En puisant dans mes lointains souvenirs, la première image numérique "démonstrative" fut celle de la mise en route d’un TI99/4A dans la cuisine familiale. C’était en 1981, le micro ordinateur Texas Instruments venait d’être branché sur la télévision. Mon père et mon frère s’étaient chargés de la connexion des câbles et de la pénible lecture des notices. Au premier allumage, le TI émit un « bip » de satisfaction et afficha deux belles frises colorées prouvant l’étendue de sa palette. Je me souviens encore de la surprise de ma mère qui avait trouvé ça très joli. Il faut comprendre qu’à l’époque, les télévisions analogiques n’affichaient que des émissions plus ou moins parasitées et que voir simplement une belle image précise, fixe et colorée pouvait faire son petit effet.
Je n’ai pas d’autres souvenirs de démos concernant le TI si ce n’est le mode autoplay de certains jeux qui proposaient en introduction une séquence où la machine jouait seule afin que l’on découvre un peu de quoi le jeu était capable. Je me souviens notamment de la cartouche Munch Man, un dérivé du célèbre Pac Man, qui, peu après le lancement, jouait tout seul. Et c’était assez intéressant d’observer si la partie avait été jouée par un humain dont les mouvements avaient été mémorisés, ou bien s’il s’agissait d’un programme proposant une vraie intelligence artificielle pour simuler un joueur.
La suite de mes souvenirs vidéo-ludiques fut, comme beaucoup, marquée par l’arrivée d’un Amstrad CPC 464 dans la famille. L’ordinateur était livré avec une cassette de démontrant les capacités du CPC. Je me souviens d’un défilé de lignes colorées et d’une portée musicale interprétée par l’Amstrad. Mais il faut le reconnaître, dans les années 80, l’Amstrad n’avait pas la culture démo telle qu’on la connaît. Celle culture là est arrivée plus tard avec l’Amiga 500.

▸ LIGNES FOURNIES:
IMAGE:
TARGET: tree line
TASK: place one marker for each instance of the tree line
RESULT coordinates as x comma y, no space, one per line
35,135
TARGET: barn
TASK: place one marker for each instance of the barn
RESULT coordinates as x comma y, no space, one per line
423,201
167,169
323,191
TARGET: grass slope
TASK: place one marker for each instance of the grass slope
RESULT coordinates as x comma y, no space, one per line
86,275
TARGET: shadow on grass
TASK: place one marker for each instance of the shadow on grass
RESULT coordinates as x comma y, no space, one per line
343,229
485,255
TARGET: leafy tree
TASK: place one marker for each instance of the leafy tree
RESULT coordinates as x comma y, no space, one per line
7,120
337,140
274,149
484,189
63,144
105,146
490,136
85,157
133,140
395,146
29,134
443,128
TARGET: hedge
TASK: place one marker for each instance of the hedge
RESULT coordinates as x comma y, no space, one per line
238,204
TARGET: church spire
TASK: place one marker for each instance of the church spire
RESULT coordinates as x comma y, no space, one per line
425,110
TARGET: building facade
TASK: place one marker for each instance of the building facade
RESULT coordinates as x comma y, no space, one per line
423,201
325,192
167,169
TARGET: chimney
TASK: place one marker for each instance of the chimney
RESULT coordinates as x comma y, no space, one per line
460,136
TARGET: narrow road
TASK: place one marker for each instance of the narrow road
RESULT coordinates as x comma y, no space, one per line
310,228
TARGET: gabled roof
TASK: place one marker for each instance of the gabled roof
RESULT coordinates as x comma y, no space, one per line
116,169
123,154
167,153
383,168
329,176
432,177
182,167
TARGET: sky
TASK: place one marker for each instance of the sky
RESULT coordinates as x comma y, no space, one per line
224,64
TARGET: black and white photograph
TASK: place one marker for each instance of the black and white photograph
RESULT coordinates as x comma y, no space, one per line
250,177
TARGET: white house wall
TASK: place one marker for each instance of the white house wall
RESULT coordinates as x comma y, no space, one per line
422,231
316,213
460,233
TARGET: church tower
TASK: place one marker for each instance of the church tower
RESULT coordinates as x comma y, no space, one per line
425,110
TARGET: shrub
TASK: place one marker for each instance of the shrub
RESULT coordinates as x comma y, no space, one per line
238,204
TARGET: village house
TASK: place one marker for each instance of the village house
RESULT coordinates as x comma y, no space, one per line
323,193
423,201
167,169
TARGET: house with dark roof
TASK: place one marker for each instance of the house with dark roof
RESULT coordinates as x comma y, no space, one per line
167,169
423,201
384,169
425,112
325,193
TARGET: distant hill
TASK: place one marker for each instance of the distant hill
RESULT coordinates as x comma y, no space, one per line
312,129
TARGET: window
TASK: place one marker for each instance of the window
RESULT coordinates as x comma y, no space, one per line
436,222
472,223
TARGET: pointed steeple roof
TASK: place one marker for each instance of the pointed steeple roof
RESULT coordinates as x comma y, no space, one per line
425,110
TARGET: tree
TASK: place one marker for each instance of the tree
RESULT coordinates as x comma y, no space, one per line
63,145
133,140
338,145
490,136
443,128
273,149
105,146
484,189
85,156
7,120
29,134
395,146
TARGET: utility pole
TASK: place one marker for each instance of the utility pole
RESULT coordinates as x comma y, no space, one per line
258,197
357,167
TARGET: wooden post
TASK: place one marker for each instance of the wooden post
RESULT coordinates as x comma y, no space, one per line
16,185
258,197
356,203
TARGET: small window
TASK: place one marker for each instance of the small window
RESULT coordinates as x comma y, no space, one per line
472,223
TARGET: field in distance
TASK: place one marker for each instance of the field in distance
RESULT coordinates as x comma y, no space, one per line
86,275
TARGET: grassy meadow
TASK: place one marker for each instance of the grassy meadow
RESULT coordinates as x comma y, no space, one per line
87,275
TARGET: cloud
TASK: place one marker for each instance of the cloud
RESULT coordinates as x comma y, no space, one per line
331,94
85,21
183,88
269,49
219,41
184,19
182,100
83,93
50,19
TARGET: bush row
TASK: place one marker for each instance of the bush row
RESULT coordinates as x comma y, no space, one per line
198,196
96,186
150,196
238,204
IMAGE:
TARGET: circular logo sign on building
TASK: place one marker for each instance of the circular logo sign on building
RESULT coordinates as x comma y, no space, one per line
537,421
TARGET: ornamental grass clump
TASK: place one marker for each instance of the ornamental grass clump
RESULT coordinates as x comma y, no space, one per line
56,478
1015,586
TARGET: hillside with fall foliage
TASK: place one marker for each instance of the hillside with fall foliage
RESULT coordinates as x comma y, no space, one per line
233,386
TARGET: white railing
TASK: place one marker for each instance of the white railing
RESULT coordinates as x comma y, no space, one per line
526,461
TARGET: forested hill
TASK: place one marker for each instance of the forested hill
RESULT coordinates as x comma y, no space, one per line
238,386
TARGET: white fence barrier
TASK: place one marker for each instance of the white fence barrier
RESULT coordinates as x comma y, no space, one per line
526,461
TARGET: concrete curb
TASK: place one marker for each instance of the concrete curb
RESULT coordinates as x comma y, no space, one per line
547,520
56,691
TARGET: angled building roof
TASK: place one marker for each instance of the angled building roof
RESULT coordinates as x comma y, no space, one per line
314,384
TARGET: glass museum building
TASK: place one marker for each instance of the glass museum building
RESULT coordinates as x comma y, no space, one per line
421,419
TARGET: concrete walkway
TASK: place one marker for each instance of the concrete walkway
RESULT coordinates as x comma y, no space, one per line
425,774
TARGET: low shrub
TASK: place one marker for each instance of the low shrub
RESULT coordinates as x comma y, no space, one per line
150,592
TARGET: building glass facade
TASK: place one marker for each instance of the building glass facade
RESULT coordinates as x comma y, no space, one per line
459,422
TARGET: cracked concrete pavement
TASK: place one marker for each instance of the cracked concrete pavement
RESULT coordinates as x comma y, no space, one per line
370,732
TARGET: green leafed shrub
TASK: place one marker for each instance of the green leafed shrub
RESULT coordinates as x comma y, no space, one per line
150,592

▸ CONSIGNE:
Poursuivez le récit de souvenirs consacré aux premières démonstrations sur micro-ordinateur, à la suite de sa dernière phrase.

▸ RÉPONSE RÉDIGÉE:
Amiga, premiers contacts
Avant que je possède un Amiga 500, je me souviens d’une anecdote rapportée par mon père. Il avait vu, au travers d’une vitrine située au croisement de deux boulevards à Agen, un écran faisant la démonstration des capacités de l’Amiga en affichant la démo du Jongleur. Je n’avais pas vu cette vitrine de mes yeux, mais je me souviens de son émerveillement quand il me décrivait l’animation aux couleurs pétillantes devant les passants émerveillés. Juggler est l’une des premières démos emblématiques de l’Amiga. Il s’agit d’une animation en ray tracing, calculée image par image en 4096 couleurs grâce au mode HAM, ce qui était une sacrée prouesse en 1986. Cette démo fonctionnait sur le tout premier Amiga 1000 et démontrait les capacités remarquables de la machine, très en avance par rapport à n’importe quel Mac ou PC de l’époque. Mon frère s'était procuré cette démo plus tard car tout bon Amigaïste se devait de la posséder.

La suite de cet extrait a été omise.